» MATERIAL FOR THE TASK:
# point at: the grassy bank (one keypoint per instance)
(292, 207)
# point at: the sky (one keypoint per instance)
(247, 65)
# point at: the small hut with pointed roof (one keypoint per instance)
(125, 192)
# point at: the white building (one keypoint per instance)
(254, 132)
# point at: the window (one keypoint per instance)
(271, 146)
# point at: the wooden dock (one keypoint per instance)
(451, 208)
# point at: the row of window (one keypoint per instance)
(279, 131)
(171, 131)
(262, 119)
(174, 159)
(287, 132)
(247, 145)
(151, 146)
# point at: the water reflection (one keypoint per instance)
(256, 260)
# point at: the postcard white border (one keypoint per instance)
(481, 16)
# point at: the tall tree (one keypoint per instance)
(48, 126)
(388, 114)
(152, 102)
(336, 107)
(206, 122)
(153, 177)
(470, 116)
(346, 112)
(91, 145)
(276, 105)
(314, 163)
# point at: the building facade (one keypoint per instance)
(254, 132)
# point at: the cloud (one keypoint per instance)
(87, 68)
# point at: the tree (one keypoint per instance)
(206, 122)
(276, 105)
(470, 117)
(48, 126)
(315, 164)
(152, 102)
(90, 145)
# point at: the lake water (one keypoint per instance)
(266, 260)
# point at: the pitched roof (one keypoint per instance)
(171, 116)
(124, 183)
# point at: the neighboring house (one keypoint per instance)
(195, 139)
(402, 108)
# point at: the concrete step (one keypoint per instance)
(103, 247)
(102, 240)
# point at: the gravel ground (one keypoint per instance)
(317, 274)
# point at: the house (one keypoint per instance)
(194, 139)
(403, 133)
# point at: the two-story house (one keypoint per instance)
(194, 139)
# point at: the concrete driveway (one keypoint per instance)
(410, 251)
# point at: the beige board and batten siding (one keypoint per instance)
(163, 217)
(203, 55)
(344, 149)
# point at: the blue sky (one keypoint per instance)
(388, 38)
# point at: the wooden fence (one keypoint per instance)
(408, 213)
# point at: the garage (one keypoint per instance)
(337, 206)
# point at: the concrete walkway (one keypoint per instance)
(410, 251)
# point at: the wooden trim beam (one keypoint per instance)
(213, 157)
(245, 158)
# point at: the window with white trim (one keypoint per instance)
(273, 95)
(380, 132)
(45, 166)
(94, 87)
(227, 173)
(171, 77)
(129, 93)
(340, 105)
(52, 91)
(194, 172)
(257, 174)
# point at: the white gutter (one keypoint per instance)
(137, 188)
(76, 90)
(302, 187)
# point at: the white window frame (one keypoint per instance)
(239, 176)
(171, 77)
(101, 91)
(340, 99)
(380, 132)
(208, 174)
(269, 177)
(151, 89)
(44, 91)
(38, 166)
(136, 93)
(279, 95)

» WORK TO COMPLETE:
Put every line of the data above into a Markdown table with the columns Row and Data line. Number the rows in order and leave out any blank lines.

» THE RESULT:
| Row | Data line |
|---|---|
| 1 | # point at: the grassy bank (one keypoint per instance) |
| 2 | (292, 207) |
| 3 | # point at: the sky (one keypoint per instance) |
| 4 | (247, 65) |
| 5 | # point at: the small hut with pointed roof (one keypoint per instance) |
| 6 | (125, 192) |
| 7 | # point at: the white building (one keypoint per instance) |
| 8 | (254, 132) |
| 9 | # point at: the window (one keypoint per instance) |
| 10 | (271, 146) |
| 11 | # point at: the wooden dock (one keypoint per instance) |
| 12 | (451, 208) |
| 13 | # point at: the row of window (one keypoint per instance) |
| 14 | (279, 131) |
| 15 | (171, 131) |
| 16 | (262, 119) |
| 17 | (174, 159) |
| 18 | (287, 132) |
| 19 | (247, 145) |
| 20 | (151, 146) |
| 21 | # point at: the water reflection (one keypoint per instance) |
| 22 | (256, 260) |
| 23 | # point at: the postcard white border (one keypoint per instance) |
| 24 | (481, 16) |
| 25 | # point at: the tall tree (one keypoint per instance) |
| 26 | (48, 126) |
| 27 | (388, 114) |
| 28 | (152, 102) |
| 29 | (336, 107) |
| 30 | (206, 122) |
| 31 | (153, 177) |
| 32 | (470, 116) |
| 33 | (346, 112) |
| 34 | (91, 145) |
| 35 | (276, 105) |
| 36 | (314, 163) |
| 37 | # point at: the building facade (one keypoint per instance) |
| 38 | (254, 132) |
| 39 | # point at: the cloud (one keypoint per instance) |
| 40 | (87, 68) |
| 41 | # point at: the tree (one keypoint per instance) |
| 42 | (206, 122) |
| 43 | (276, 105) |
| 44 | (470, 117) |
| 45 | (48, 126) |
| 46 | (315, 164) |
| 47 | (152, 102) |
| 48 | (90, 145) |
| 49 | # point at: the lake water (one keypoint per instance) |
| 50 | (266, 260) |
| 51 | # point at: the pitched roof (one keypoint per instance) |
| 52 | (171, 116) |
| 53 | (124, 183) |
| 54 | # point at: the neighboring house (one keypoint per instance) |
| 55 | (195, 139) |
| 56 | (402, 108) |
| 57 | # point at: the concrete step (one keypoint per instance) |
| 58 | (103, 247) |
| 59 | (102, 240) |
| 60 | # point at: the gravel ground (one keypoint per instance) |
| 61 | (317, 274) |
| 62 | # point at: the house (one keypoint per instance) |
| 63 | (194, 139) |
| 64 | (403, 133) |
| 65 | # point at: the two-story house (one keypoint per instance) |
| 66 | (194, 139) |
| 67 | # point at: the concrete driveway (one keypoint per instance) |
| 68 | (410, 251) |
| 69 | # point at: the beige board and batten siding (one keypoint per instance) |
| 70 | (163, 217) |
| 71 | (203, 55) |
| 72 | (344, 149) |
| 73 | # point at: the blue sky (one keypoint per instance) |
| 74 | (388, 38) |
| 75 | # point at: the wooden fence (one keypoint per instance) |
| 76 | (408, 213) |
| 77 | # point at: the garage (one keypoint per instance) |
| 78 | (337, 206) |
| 79 | # point at: the concrete walkway (one keypoint per instance) |
| 80 | (410, 251) |
| 81 | # point at: the wooden trim beam (one keypoint per instance) |
| 82 | (213, 157) |
| 83 | (245, 158) |
| 84 | # point at: the window with white trim (one keypoint per instance) |
| 85 | (273, 95) |
| 86 | (380, 132) |
| 87 | (45, 166) |
| 88 | (94, 87) |
| 89 | (227, 173) |
| 90 | (171, 77) |
| 91 | (129, 93) |
| 92 | (340, 105) |
| 93 | (52, 91) |
| 94 | (194, 172) |
| 95 | (257, 174) |
| 96 | # point at: the white gutter (one keypoint per instance) |
| 97 | (137, 188) |
| 98 | (76, 90) |
| 99 | (302, 187) |
| 100 | # point at: the white window frame (one keypoint per instance) |
| 101 | (239, 176) |
| 102 | (171, 77) |
| 103 | (101, 91) |
| 104 | (340, 99) |
| 105 | (380, 132) |
| 106 | (208, 174) |
| 107 | (269, 177) |
| 108 | (151, 89) |
| 109 | (44, 91) |
| 110 | (38, 166) |
| 111 | (136, 93) |
| 112 | (279, 95) |